TAREAS PROPUESTAS:
(a) Reproduce el texto sobre el barco pirata hundido desde las palabras "Leo en la prensa" hasta "otras salían escaldados.", inclusive, y reemplaza "Fuerteventura" por "Lanzarote".
(b) Escribe la continuación del texto sobre el barco pirata hundido a partir de su última oración.

FRAGMENTO:
□ □ □ □
Poliorcética canaria para turistas



Leo en la prensa que se ha hundido un barco pirata. No de los de Somalia sino de los clásicos, de los de bandera negra y calavera. Eran piratas de pega, claro; una de esas embarcaciones dedicadas a excursiones temáticas que se encuentran en localidades costeras especialmente turísticas; ésta lo hacía en Fuerteventura, para ser exactos. Aparte del matiz ridículo de haberse ido a pique no en una tormenta en alta mar sino en el puerto -el de la Caleta de Fuste, concretamente- y encima estando amarrado al pantalán, lo que realmente quería resaltar aquí es la ironía de que se le puede dar un carácter simbólico, convertirlo en una metáfora de la historia de las Canarias en general y de esta isla en particular. Porque esos pedazos de tierra en el Atlántico eran visitados antaño con cierta asiduidad por esos molestos visitantes que unas veces conseguían su propósito pero otras salían escaldados.
□ □ □ □
LISTADO:
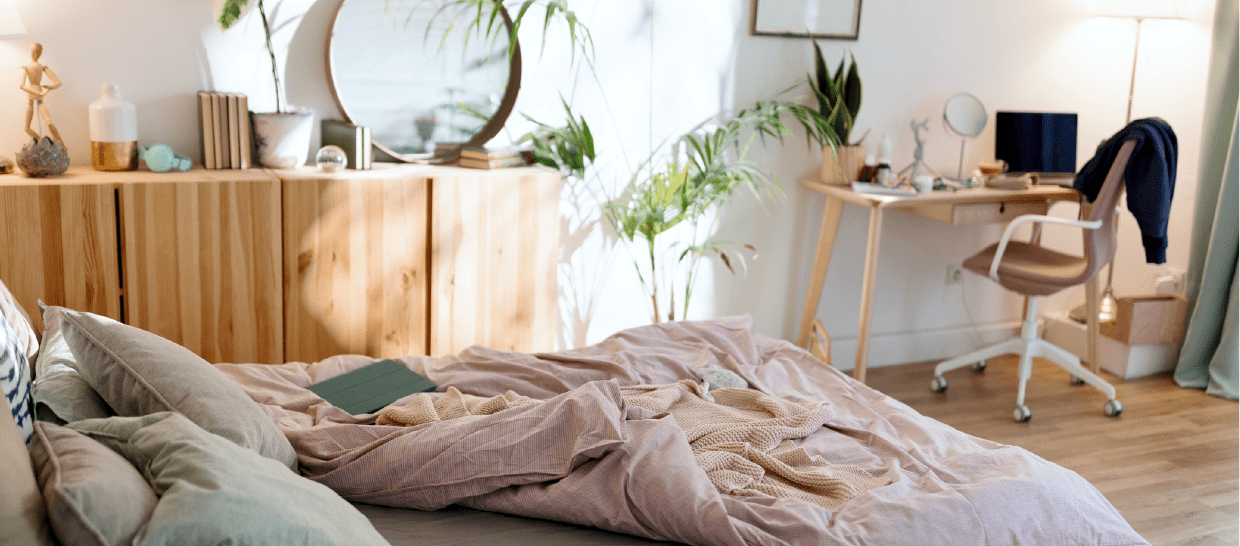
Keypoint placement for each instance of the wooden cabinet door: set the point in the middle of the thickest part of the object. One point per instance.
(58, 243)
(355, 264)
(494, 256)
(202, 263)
□ □ □ □
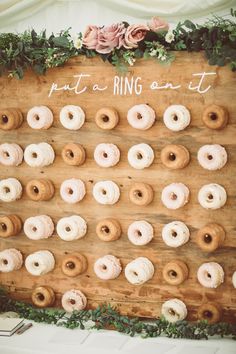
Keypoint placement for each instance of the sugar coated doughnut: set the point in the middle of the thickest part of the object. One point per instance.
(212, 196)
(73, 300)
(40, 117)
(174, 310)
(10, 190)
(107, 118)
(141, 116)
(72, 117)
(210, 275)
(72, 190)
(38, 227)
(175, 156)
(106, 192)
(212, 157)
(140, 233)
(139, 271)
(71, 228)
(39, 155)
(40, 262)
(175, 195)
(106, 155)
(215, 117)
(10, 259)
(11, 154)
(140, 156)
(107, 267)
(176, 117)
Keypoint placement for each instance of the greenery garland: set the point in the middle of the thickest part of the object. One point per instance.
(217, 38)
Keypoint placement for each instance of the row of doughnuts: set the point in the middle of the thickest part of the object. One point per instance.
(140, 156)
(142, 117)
□ □ □ □
RESPUESTAS ESCRITAS:
(a)
Leo en la prensa que se ha hundido un barco pirata. No de los de Somalia sino de los clásicos, de los de bandera negra y calavera. Eran piratas de pega, claro; una de esas embarcaciones dedicadas a excursiones temáticas que se encuentran en localidades costeras especialmente turísticas; ésta lo hacía en Lanzarote, para ser exactos. Aparte del matiz ridículo de haberse ido a pique no en una tormenta en alta mar sino en el puerto -el de la Caleta de Fuste, concretamente- y encima estando amarrado al pantalán, lo que realmente quería resaltar aquí es la ironía de que se le puede dar un carácter simbólico, convertirlo en una metáfora de la historia de las Canarias en general y de esta isla en particular. Porque esos pedazos de tierra en el Atlántico eran visitados antaño con cierta asiduidad por esos molestos visitantes que unas veces conseguían su propósito pero otras salían escaldados.

(b)
Una vieja postal de Fuerteventura (lo reconozco, no tiene nada que ver con lo demás pero mola)

Un paseo por el litoral canario revela la presencia solitaria e inmarcesible de solitarios torreones, recios, macizos, algo achaparrados y oscuros por el tipo de piedra volcánica en que están construidos. No es algo exclusivo porque en el Levante español y las Baleares también se pueden encontrar un buen puñado de atalayas erigidas para avisar de la presencia pirata o corsaria. El matiz diferencial está en que las de Canarias no sólo servían para otear el horizonte y dar la correspondiente alarma sino también como bastiones defensivos, al margen de fortificaciones más grandes urbanas como por ejemplo el Castillo de San Juan Bautista (Tenerife) o el Castillo de Santa Bárbara (Lanzarote). Eso sí, se hicieron bastante tardíamente, lo que significa que durante mucho tiempo los agresores actuaron con considerable impunidad, hasta que se tomó conciencia plena del peligro.

La Torre del Águila (Lanzarote)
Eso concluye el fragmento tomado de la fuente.